━━━━━ EXERCISE INPUTS ━━━━━

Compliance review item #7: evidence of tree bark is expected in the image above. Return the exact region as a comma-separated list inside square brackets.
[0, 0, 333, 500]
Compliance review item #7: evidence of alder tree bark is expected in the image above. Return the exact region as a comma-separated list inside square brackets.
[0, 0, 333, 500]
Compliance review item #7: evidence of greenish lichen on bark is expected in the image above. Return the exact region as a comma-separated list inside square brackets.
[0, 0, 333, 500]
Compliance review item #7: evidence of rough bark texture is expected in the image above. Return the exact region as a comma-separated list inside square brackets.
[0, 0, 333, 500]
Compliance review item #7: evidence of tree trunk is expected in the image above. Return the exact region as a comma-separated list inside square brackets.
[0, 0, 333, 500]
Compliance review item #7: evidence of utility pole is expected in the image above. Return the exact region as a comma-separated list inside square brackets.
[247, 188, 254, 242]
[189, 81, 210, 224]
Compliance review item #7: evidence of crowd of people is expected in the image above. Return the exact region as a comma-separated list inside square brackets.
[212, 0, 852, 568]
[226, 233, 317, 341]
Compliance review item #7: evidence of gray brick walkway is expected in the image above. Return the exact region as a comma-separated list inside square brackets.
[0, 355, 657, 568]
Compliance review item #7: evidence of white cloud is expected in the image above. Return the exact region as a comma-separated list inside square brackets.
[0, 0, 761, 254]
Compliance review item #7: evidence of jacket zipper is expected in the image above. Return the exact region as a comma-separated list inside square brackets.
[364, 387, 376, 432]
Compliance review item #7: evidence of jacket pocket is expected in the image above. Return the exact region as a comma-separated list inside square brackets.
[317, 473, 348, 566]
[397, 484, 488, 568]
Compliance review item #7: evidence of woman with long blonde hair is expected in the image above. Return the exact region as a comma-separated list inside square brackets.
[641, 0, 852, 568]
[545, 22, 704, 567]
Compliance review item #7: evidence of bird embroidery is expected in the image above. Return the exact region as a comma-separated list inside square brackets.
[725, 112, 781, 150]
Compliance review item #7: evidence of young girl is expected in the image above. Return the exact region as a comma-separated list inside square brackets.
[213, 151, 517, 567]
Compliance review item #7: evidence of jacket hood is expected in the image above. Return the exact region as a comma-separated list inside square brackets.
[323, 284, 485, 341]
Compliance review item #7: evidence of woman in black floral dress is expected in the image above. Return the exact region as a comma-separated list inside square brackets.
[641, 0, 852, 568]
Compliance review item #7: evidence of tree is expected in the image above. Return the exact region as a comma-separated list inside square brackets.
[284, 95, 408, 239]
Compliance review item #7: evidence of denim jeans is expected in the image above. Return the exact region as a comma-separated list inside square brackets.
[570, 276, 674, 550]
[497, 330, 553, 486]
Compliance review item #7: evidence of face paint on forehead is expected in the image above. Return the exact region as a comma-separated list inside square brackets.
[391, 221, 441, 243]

━━━━━

◆ **WHAT IS BEING ASKED**
Format every line of the records above as a JSON list of strings, one string per line, with blank lines omitted.

◆ **EXPECTED ANSWER**
[
  "Compliance review item #7: evidence of tree bark is expected in the image above. Return the exact region as a comma-separated list inside square brackets.",
  "[0, 0, 333, 500]",
  "Compliance review item #7: evidence of alder tree bark is expected in the image above. Return the exact region as a comma-separated list inside square brackets.",
  "[0, 0, 333, 500]",
  "Compliance review item #7: evidence of greenish lichen on bark is expected in the image above. Return the exact region as a comma-separated list inside square brackets.",
  "[0, 0, 333, 500]",
  "Compliance review item #7: evidence of rough bark texture is expected in the image above. Return the exact region as a comma-separated list inside square brackets.",
  "[0, 0, 333, 500]",
  "Compliance review item #7: evidence of tree trunk is expected in the image above. Return the exact region as a comma-separated list inside square brackets.",
  "[0, 0, 333, 500]",
  "Compliance review item #7: evidence of utility pole is expected in the image above. Return the exact region as a comma-separated list inside square brackets.",
  "[247, 188, 254, 242]",
  "[189, 81, 210, 224]",
  "Compliance review item #7: evidence of crowd of people is expected in the image above. Return the exact region as a comma-separated list inside square brackets.",
  "[212, 0, 852, 568]",
  "[226, 233, 317, 341]",
  "Compliance review item #7: evidence of gray brick walkway is expected in the image above. Return the exact region as a comma-separated list inside square brackets.",
  "[0, 355, 657, 568]",
  "Compliance review item #7: evidence of white cloud is expected in the image above. Return the exact region as a comma-separated list inside square brackets.",
  "[0, 0, 761, 254]",
  "Compliance review item #7: evidence of jacket zipper is expected in the image above. Return the exact region as a comma-separated list inside square brackets.",
  "[364, 387, 376, 432]",
  "Compliance review item #7: evidence of jacket pocket is expected in the image above. Return the exact region as a comma-separated list inside square brackets.",
  "[317, 473, 348, 566]",
  "[397, 484, 488, 568]",
  "Compliance review item #7: evidence of woman with long blonde hair is expected in the image above. Return the exact region as a comma-separated list inside square brackets.",
  "[641, 0, 852, 568]",
  "[545, 22, 704, 567]",
  "Compliance review item #7: evidence of bird embroidery is expected in the image above. Return the exact region as a comma-separated list inside square brackets.",
  "[725, 112, 781, 150]",
  "Compliance review item #7: evidence of young girl is expected in the image above. Return the exact region as a comma-separated list inside square brackets.",
  "[213, 151, 517, 567]",
  "Compliance review item #7: evidence of jacket hood is expected in the image above. Return the exact region as a comma-separated list inside square brackets.",
  "[323, 284, 485, 341]",
  "Compliance review item #7: evidence of woman in black floral dress is expected in the image above. Return the exact region as a comma-separated list inside square brackets.",
  "[641, 0, 852, 568]",
  "Compliance review item #7: evidence of tree is expected in the image above. Return the exact region as a comma-separated list inside square brackets.",
  "[284, 95, 408, 239]",
  "Compliance review item #7: evidence of denim jeans is expected in the image above. Return the exact region as a comma-separated list inside square brackets.",
  "[570, 276, 674, 550]",
  "[497, 330, 553, 486]",
  "Compliance review item #7: evidence of face paint on forehead is expected in the image above. Return the exact region as a comma-separated list inside square brackets.",
  "[391, 221, 441, 243]"
]